● **WORK INSTRUCTIONS**:
• A. In the passage on MWCNT/NR composites, what is described as still challenging to achieve?
• B. Decide whether each statement agrees with the passage on MWCNT/NR composites, and back each yes or no with the deciding words quoted from it: (i) the effects of the preparation process on MWCNT/NR composites have already been systematically researched; (ii) several processing methods have been widely used to prepare composites; (iii) Table S1 is cited about the difficulty of pairing a broad detection range with high sensitivity.

● **EXTRACT PROVIDED**:
**********

As mentioned above, several processing methods have been widely used in the preparation of composite, but, up until now, the effects of the preparation process on the dispersion, microstructure morphology, mechanical properties, dynamic resistance–strain response and interfacial strength of MWCNT/NR composites have not been systematically researched. In addition, as reported in the literature [27] and shown in Table S1, achieving a good combination between exhibiting a broad detection range and high sensitivity is still challenging. However, to overcome the shortcoming of the preparation methods and produce the composite with a wide sensing range and high sensitivity. It is essential to clarify and master the effect of the various preparation methods on the conductive network characteristics, conductive sensitivity mechanism and interfacial interaction as well as the reinforcement mechanism of the composites for the preparation of advanced composites, all of which are the basis for application in all fields.

**********

● **EXTRACTED INFORMATION**:
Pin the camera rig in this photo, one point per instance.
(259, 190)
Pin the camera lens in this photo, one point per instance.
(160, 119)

**********

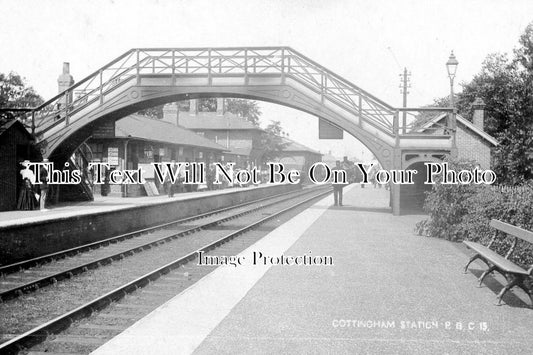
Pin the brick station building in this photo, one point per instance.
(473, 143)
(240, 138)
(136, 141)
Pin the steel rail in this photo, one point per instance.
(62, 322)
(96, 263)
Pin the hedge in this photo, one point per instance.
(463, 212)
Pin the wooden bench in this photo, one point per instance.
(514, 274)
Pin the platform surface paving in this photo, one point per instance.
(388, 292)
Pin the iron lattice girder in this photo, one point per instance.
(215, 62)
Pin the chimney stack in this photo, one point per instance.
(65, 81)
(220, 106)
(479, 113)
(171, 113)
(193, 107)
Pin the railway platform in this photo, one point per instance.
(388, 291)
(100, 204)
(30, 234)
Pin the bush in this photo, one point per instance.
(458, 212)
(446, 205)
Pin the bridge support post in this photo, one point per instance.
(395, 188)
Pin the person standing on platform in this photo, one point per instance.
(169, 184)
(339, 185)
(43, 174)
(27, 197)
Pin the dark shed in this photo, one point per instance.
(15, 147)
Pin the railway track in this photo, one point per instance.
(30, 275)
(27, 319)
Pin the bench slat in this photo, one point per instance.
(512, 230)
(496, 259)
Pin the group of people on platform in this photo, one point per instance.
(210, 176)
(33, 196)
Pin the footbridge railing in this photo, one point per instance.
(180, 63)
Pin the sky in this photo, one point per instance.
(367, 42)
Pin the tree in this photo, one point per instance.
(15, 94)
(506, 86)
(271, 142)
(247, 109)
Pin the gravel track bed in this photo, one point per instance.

**********

● **ANSWERS**:
• A. A good combination of a broad detection range and high sensitivity.

• B.
(i) No: "have not been systematically researched"
(ii) Yes: "several processing methods have been widely used in the preparation of composite"
(iii) Yes: "as reported in the literature [27] and shown in Table S1, achieving a good combination between exhibiting a broad detection range and high sensitivity is still challenging"